## [DIRECTIONS]
Print the records below exactly as they appear.

[Dataset records about object locations]
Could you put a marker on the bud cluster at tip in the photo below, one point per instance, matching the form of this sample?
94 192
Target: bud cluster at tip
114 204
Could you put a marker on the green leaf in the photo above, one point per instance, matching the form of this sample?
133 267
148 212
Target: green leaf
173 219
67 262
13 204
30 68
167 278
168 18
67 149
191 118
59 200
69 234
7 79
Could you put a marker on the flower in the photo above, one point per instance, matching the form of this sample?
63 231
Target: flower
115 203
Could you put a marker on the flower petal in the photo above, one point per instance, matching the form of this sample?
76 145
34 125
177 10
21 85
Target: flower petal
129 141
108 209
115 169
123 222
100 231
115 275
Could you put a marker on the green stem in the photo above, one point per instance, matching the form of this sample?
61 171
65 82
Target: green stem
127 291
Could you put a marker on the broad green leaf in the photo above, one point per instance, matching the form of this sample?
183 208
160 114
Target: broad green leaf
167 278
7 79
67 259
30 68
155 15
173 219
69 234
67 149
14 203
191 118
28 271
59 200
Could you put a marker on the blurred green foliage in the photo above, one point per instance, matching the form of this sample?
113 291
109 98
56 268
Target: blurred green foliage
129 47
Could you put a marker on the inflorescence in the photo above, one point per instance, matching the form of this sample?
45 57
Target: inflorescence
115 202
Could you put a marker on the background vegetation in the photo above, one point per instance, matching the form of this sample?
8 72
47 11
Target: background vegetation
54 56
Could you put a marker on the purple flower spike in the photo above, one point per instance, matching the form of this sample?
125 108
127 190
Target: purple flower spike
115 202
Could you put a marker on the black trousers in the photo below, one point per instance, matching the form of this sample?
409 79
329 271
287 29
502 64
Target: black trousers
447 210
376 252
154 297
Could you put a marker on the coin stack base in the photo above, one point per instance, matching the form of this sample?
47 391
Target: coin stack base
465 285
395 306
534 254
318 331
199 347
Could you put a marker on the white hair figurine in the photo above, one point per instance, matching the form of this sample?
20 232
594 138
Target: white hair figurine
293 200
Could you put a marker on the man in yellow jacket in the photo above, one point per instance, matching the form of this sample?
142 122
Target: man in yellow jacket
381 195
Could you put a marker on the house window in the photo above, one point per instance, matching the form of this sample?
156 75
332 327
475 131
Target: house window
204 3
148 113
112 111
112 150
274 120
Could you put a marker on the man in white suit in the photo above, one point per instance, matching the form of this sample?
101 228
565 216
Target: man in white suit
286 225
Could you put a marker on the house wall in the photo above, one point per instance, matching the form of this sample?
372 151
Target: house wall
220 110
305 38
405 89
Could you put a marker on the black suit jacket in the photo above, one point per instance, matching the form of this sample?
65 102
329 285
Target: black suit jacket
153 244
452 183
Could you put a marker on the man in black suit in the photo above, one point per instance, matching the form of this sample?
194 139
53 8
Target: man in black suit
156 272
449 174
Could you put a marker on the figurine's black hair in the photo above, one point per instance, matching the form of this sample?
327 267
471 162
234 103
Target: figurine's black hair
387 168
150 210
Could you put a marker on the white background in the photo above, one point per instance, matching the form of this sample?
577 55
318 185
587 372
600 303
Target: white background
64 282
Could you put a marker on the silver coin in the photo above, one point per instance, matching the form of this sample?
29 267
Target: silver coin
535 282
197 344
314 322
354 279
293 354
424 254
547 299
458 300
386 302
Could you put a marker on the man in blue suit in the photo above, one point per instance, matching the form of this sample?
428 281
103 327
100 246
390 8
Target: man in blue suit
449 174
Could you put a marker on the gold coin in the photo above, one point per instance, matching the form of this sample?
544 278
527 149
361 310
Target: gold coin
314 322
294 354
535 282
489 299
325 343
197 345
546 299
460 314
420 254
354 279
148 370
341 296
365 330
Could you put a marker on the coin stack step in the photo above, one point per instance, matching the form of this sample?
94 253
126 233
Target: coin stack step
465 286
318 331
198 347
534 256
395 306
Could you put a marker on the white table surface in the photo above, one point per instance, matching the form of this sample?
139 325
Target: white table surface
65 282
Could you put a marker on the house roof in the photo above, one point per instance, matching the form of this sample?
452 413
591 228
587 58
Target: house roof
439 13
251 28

## [SOLVED EXERCISE]
Could you put a marker on the bud cluster at tip in the photo below, one point per instance, matching the form of this sample?
94 192
Target: bud cluster at tip
114 204
Could you put a marker on the green leaf in the photo above, one point per instance, matching the form of this sample?
133 267
148 212
Target: green leaf
173 219
67 262
13 204
30 68
167 278
168 18
67 149
191 118
59 200
69 234
7 79
Could you put a marker on the flower in the photo above, one point per instance, matching the form of this sample?
63 231
Target: flower
115 203
Could you put a marker on the flower petal in the photo above, one point per instance, matching the form of this sample?
76 145
34 125
177 10
21 85
Target: flower petal
129 141
108 209
115 169
123 222
100 231
115 275
Could you put a marker on the green stem in the photo above, one point per instance, matching the form of this sample?
61 171
65 82
Target: green stem
127 291
Could you put a marker on the broad green leaf in the photo above, one point per instance, matching the form of this sample?
183 208
160 114
Target: broad green leaf
167 278
7 79
67 259
30 68
155 15
173 219
69 234
67 149
14 203
191 118
28 271
59 200
Could you put a marker on the blurred green foliage in the photo above, one point per instance, matching the form of this sample?
113 291
109 98
56 268
Target: blurred green foliage
129 47
Could you put a marker on the inflorescence in the photo above, one point per instance, matching the form of this sample?
45 57
Target: inflorescence
115 202
Could you put a marker on the background vegetation in the photo above, one point per instance, matching the form of this sample?
8 72
47 11
Target: background vegetation
54 56
Could you put a marker on the purple flower spike in the photo above, one point per instance, matching the form of this sample?
125 108
127 190
Target: purple flower spike
115 202
Could you put a marker on the black trousers in the photo below, one point per instance, matching the form of this sample?
409 79
329 271
287 29
502 64
Target: black trousers
447 210
376 252
154 297
Could you put a marker on the coin stack base in the photo above, one point per instance, matching the form of this sample?
47 391
Target: coin stack base
465 285
395 306
534 254
318 331
199 347
Could you put a marker on the white hair figurine in the photo above, one point per instance, matching the form of this sample?
20 232
594 138
Target: white hair figurine
293 200
Could you put a marker on the man in yellow jacket in the photo above, one point per instance, matching the form of this sample?
142 122
Target: man in yellow jacket
381 195
Could you put a marker on the house window in the photo above, one point per instance, matching the form of this sample?
156 75
332 327
475 131
Target: house window
204 3
148 113
112 111
112 150
274 120
Could you put a marker on the man in white suit in the photo above, one point per instance, matching the form of this sample?
101 228
565 216
Target: man in white suit
286 225
Could you put a marker on the house wall in the photo above, one point per instance, matching the form of this sample?
372 151
Target: house wall
220 110
305 38
405 89
Could you put a marker on the black suit jacket in the photo above, one point per instance, matching the form of this sample?
65 102
329 285
Target: black suit jacket
153 244
452 183
Could you put a marker on the man in black suit in the photo above, one point per instance, matching the form of this sample?
194 139
53 8
Target: man in black suit
156 272
449 174
Could you put a marker on the figurine's black hair in the photo above, one point per instance, matching the form of this sample?
327 267
471 162
234 103
Target: figurine's black hair
387 168
150 210
Could you put a marker on the white background in the photo above, one point per instance, matching the form of this sample?
577 55
318 185
587 372
600 303
Target: white background
64 282
Could you put a marker on the silver coin in the photo above, one point per instance, matching the form of this sample?
29 267
Target: silver coin
535 282
197 344
314 322
354 279
293 354
424 254
547 299
458 300
386 302
Could you put a marker on the man in blue suit in the photo above, one point per instance, matching the form of this sample?
428 281
103 327
100 246
390 8
Target: man in blue suit
449 174
Could you put a marker on the gold coin in the photo above, one point per instance, matching the form of this sample?
544 278
527 149
361 310
Target: gold coin
314 322
294 354
535 282
489 299
325 343
197 345
546 299
460 314
420 254
354 279
148 370
341 296
365 330
Could you put a marker on the coin stack step in the photo above, one point per instance, matching the form of this sample?
94 253
126 233
Target: coin stack step
465 286
318 331
198 347
534 256
395 306
Could you put a marker on the white table surface in the photo above, one point per instance, matching the form of this sample?
139 325
Target: white table surface
65 282
Could you put a marker on the house roof in the photo above, one point per instance, matching the form of this sample?
452 413
591 228
587 58
Target: house roof
439 13
251 28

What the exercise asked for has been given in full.